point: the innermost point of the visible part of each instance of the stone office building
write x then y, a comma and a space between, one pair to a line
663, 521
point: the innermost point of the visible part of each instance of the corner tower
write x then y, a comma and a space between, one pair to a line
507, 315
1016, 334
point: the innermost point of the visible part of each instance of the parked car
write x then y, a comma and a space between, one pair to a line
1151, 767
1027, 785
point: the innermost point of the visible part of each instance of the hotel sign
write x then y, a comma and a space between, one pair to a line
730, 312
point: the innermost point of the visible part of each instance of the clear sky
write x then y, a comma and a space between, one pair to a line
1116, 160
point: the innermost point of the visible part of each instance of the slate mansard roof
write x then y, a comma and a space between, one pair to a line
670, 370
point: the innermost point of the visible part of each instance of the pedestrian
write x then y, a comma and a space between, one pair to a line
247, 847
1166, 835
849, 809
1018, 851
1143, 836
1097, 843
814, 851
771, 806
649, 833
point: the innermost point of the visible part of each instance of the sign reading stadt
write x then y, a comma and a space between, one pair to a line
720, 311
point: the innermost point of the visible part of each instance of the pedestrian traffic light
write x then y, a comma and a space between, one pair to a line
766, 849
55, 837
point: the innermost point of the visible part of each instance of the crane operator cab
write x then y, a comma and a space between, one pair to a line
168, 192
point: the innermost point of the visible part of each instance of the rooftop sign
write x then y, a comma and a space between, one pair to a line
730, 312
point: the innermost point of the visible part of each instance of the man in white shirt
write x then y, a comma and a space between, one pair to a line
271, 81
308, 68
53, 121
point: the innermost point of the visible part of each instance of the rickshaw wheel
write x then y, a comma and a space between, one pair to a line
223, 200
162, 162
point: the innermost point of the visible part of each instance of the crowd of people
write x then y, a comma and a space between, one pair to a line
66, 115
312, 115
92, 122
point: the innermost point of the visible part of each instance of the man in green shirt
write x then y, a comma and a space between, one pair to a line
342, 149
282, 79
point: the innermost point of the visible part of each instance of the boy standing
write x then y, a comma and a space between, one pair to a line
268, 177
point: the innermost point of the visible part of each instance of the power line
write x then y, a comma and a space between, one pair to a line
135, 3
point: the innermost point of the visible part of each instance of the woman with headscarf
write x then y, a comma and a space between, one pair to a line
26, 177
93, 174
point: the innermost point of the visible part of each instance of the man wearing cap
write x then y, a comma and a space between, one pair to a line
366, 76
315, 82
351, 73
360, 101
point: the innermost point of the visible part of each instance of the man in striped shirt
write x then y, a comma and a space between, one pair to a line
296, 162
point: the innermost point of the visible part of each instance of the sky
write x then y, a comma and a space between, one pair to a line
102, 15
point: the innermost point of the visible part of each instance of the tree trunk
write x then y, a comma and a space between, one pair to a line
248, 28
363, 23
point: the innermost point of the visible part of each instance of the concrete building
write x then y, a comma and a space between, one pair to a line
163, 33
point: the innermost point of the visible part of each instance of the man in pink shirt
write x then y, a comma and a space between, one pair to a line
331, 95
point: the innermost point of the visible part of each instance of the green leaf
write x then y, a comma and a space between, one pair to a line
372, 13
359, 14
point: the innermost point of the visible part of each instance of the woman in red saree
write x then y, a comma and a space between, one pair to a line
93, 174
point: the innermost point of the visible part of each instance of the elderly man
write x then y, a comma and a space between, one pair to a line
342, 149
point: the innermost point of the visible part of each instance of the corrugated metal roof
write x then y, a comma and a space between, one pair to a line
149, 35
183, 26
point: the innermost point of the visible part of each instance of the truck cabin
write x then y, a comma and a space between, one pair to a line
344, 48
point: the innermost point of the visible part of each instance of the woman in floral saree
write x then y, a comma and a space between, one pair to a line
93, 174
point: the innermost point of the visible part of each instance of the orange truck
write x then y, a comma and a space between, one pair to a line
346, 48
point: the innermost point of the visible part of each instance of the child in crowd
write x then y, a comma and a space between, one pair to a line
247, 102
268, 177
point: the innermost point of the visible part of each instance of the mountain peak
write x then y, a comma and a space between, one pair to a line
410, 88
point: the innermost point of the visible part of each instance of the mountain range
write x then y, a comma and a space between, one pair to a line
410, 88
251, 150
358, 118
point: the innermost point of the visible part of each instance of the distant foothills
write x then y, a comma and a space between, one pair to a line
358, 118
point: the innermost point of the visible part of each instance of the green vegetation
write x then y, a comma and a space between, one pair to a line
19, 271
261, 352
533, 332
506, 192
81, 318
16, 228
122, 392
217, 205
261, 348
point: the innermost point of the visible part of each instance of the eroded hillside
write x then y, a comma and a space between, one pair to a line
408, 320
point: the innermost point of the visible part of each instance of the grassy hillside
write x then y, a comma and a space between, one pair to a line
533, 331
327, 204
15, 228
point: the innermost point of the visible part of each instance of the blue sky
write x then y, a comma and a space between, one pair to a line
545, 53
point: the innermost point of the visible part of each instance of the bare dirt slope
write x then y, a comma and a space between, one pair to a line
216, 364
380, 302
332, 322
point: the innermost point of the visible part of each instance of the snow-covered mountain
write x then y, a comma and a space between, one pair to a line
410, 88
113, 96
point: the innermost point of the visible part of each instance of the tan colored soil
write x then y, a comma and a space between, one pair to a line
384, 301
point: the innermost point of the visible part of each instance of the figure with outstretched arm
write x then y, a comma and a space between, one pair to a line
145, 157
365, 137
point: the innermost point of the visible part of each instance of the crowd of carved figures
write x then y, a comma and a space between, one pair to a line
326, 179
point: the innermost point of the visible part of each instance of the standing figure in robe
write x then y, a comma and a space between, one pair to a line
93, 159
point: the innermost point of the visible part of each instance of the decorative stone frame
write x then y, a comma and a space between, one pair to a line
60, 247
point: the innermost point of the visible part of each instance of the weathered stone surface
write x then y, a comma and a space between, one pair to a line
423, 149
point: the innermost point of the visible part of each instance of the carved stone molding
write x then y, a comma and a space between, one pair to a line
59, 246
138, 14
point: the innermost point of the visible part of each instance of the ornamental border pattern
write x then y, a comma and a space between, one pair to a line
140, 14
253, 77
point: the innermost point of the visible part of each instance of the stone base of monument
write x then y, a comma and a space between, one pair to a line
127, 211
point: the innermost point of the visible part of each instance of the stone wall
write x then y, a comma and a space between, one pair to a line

━━━━━━━━

• Activity:
Show all lines above holding "sign".

• Answer:
point: the innermost point of the visible part of each instance of the hotel sign
point: the innermost point of the visible part of each instance of the sign reading stadt
point: the innermost point of the visible part of each instance of the rooftop sign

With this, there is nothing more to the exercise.